### What you are asked to do
An exact restatement of every record is required.

Referring expression pointing data:
== Segment start ==
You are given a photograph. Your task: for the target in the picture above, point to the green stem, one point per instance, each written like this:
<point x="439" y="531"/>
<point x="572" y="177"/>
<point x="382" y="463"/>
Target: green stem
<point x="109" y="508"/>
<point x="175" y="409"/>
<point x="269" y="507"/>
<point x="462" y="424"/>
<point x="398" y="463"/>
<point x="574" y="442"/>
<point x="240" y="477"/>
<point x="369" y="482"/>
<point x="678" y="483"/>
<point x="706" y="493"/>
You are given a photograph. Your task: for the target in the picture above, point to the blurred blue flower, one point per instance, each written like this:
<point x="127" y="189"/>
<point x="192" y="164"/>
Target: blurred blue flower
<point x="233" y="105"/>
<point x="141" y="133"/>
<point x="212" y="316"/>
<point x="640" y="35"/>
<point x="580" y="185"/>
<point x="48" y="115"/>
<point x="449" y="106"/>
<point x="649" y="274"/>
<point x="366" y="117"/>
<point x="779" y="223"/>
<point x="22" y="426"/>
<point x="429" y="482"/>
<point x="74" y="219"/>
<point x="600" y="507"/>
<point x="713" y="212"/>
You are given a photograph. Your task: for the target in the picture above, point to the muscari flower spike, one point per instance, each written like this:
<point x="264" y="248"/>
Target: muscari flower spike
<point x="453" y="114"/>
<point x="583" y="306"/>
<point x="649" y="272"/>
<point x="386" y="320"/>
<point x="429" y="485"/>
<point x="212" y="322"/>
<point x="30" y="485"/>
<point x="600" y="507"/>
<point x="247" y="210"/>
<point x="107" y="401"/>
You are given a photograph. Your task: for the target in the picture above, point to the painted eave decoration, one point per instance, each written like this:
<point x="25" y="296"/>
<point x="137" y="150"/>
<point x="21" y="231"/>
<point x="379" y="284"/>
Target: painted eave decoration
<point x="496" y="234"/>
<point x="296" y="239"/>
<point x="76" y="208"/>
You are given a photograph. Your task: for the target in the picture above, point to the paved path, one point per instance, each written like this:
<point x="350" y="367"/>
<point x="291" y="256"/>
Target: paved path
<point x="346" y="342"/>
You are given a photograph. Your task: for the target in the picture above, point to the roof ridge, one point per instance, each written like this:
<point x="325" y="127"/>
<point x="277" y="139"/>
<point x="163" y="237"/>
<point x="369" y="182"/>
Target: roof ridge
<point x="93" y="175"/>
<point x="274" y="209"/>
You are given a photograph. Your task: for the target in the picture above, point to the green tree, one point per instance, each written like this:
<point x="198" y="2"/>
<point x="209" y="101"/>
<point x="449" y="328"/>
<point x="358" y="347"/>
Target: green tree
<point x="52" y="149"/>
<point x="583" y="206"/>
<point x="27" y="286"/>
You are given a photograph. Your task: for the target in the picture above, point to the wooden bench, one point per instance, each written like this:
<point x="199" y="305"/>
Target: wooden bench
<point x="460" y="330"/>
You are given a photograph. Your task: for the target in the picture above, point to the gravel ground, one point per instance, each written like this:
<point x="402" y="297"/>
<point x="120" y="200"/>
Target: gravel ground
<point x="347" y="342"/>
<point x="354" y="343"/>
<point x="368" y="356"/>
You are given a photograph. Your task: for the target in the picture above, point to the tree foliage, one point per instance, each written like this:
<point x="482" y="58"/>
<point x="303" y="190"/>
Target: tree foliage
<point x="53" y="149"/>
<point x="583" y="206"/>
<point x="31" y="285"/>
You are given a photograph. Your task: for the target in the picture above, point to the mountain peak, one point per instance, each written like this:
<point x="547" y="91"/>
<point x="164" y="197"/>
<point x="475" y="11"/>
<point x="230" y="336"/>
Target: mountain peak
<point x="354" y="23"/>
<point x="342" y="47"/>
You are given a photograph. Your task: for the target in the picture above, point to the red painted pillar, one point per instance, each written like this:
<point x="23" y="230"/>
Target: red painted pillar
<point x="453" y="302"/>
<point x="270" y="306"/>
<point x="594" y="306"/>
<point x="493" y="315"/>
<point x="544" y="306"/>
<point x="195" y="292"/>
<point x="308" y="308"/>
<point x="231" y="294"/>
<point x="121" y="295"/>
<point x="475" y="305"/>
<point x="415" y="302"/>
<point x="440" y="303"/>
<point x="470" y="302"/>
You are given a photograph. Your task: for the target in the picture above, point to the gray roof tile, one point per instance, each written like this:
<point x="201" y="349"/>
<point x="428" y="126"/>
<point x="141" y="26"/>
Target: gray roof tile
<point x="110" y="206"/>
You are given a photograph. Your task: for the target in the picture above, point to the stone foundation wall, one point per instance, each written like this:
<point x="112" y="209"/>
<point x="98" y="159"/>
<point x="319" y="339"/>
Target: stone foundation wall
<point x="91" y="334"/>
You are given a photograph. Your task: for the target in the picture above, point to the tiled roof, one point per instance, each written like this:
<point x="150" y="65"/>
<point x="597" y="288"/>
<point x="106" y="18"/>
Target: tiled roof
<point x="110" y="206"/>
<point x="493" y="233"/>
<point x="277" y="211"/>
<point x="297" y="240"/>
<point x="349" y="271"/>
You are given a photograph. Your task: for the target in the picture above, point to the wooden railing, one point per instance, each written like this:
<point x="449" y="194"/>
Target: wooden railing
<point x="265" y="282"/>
== Segment end ==
### Solution to this problem
You are given a photograph. Your task: for the target in the picture above, point to the green stem, one point per instance, each written like this:
<point x="439" y="531"/>
<point x="572" y="177"/>
<point x="382" y="463"/>
Target: green stem
<point x="109" y="508"/>
<point x="175" y="409"/>
<point x="269" y="507"/>
<point x="462" y="424"/>
<point x="398" y="463"/>
<point x="574" y="442"/>
<point x="240" y="477"/>
<point x="369" y="482"/>
<point x="678" y="483"/>
<point x="706" y="493"/>
You are given a photograph. Your task: for the target in the picture above, point to the blurred blue flower, one point per instance, each written like this:
<point x="127" y="189"/>
<point x="192" y="164"/>
Target: blurred blue flower
<point x="233" y="105"/>
<point x="141" y="133"/>
<point x="212" y="316"/>
<point x="640" y="35"/>
<point x="580" y="185"/>
<point x="48" y="115"/>
<point x="449" y="106"/>
<point x="649" y="274"/>
<point x="366" y="117"/>
<point x="779" y="223"/>
<point x="22" y="426"/>
<point x="429" y="482"/>
<point x="74" y="219"/>
<point x="600" y="507"/>
<point x="713" y="212"/>
You are given a photograph. Your task: for the target in the picture above, point to the muscari flower spike, one point per instance, each written like this:
<point x="264" y="248"/>
Target: muscari flower spike
<point x="453" y="114"/>
<point x="583" y="306"/>
<point x="649" y="272"/>
<point x="386" y="320"/>
<point x="429" y="485"/>
<point x="212" y="322"/>
<point x="30" y="485"/>
<point x="600" y="507"/>
<point x="247" y="210"/>
<point x="107" y="401"/>
You are given a photograph. Your task: for the target in the picture above, point to the painted eave decoration, one point per instance, each written like this:
<point x="25" y="296"/>
<point x="137" y="150"/>
<point x="21" y="231"/>
<point x="379" y="284"/>
Target: painted eave decoration
<point x="496" y="234"/>
<point x="296" y="239"/>
<point x="76" y="208"/>
You are given a photograph. Your task: for the target in the picture above, point to the paved path, one point per instance, each written like this:
<point x="350" y="367"/>
<point x="291" y="256"/>
Target: paved path
<point x="346" y="342"/>
You are given a photograph. Your task: for the target in the picture above, point to the roof ridge, one point per instance, each written like this:
<point x="325" y="127"/>
<point x="277" y="139"/>
<point x="163" y="237"/>
<point x="369" y="182"/>
Target: roof ridge
<point x="93" y="175"/>
<point x="274" y="209"/>
You are given a photograph. Your task: for the target in the picture above, point to the green tree, one point per instance, each written like this:
<point x="198" y="2"/>
<point x="209" y="101"/>
<point x="449" y="328"/>
<point x="358" y="347"/>
Target: green tree
<point x="52" y="149"/>
<point x="583" y="206"/>
<point x="27" y="286"/>
You are given a photograph. Your task: for the target in the picture above, point to the wooden bench, one point per instance, each written like this:
<point x="199" y="305"/>
Target: wooden bench
<point x="460" y="330"/>
You are given a photograph. Your task: for the target in the picture above, point to the gravel ground, one point per instance, each written like this:
<point x="402" y="297"/>
<point x="120" y="200"/>
Target: gravel ground
<point x="347" y="342"/>
<point x="354" y="343"/>
<point x="368" y="356"/>
You are given a photograph. Your task: for the target in the picture above, point to the tree foliage, one point per instance, each written like this:
<point x="482" y="58"/>
<point x="303" y="190"/>
Target: tree foliage
<point x="53" y="149"/>
<point x="583" y="206"/>
<point x="31" y="285"/>
You are given a photograph. Your task: for the target in the picture above, point to the mountain peak, one point per instance, each written like this:
<point x="547" y="91"/>
<point x="164" y="197"/>
<point x="475" y="11"/>
<point x="230" y="336"/>
Target: mountain peak
<point x="354" y="23"/>
<point x="342" y="47"/>
You are given a photograph. Your task: for the target in the picture above, point to the red painted pillar, one point per instance, each written like this:
<point x="23" y="230"/>
Target: red painted pillar
<point x="453" y="302"/>
<point x="270" y="306"/>
<point x="594" y="306"/>
<point x="493" y="315"/>
<point x="544" y="306"/>
<point x="195" y="292"/>
<point x="308" y="308"/>
<point x="231" y="294"/>
<point x="121" y="295"/>
<point x="475" y="305"/>
<point x="415" y="302"/>
<point x="440" y="303"/>
<point x="470" y="302"/>
You are given a photograph. Your task: for the target in the picture above, point to the gray roof tile, one point per instance, each written like this:
<point x="201" y="349"/>
<point x="428" y="126"/>
<point x="141" y="26"/>
Target: gray roof tile
<point x="110" y="206"/>
You are given a photograph. Your task: for the target in the picture above, point to the stone foundation wall, one point per instance, each written like this:
<point x="112" y="209"/>
<point x="98" y="159"/>
<point x="319" y="339"/>
Target: stone foundation wall
<point x="91" y="334"/>
You are given a photograph. Your task: for the target in the picture above, point to the tiled roof, one point per instance, each written like this:
<point x="150" y="65"/>
<point x="597" y="288"/>
<point x="106" y="18"/>
Target: tiled roof
<point x="110" y="206"/>
<point x="493" y="233"/>
<point x="277" y="211"/>
<point x="297" y="240"/>
<point x="349" y="271"/>
You are given a photograph. Your task: for the target in the picture above, point to the wooden railing, one point per instance, each written like this:
<point x="449" y="194"/>
Target: wooden railing
<point x="265" y="282"/>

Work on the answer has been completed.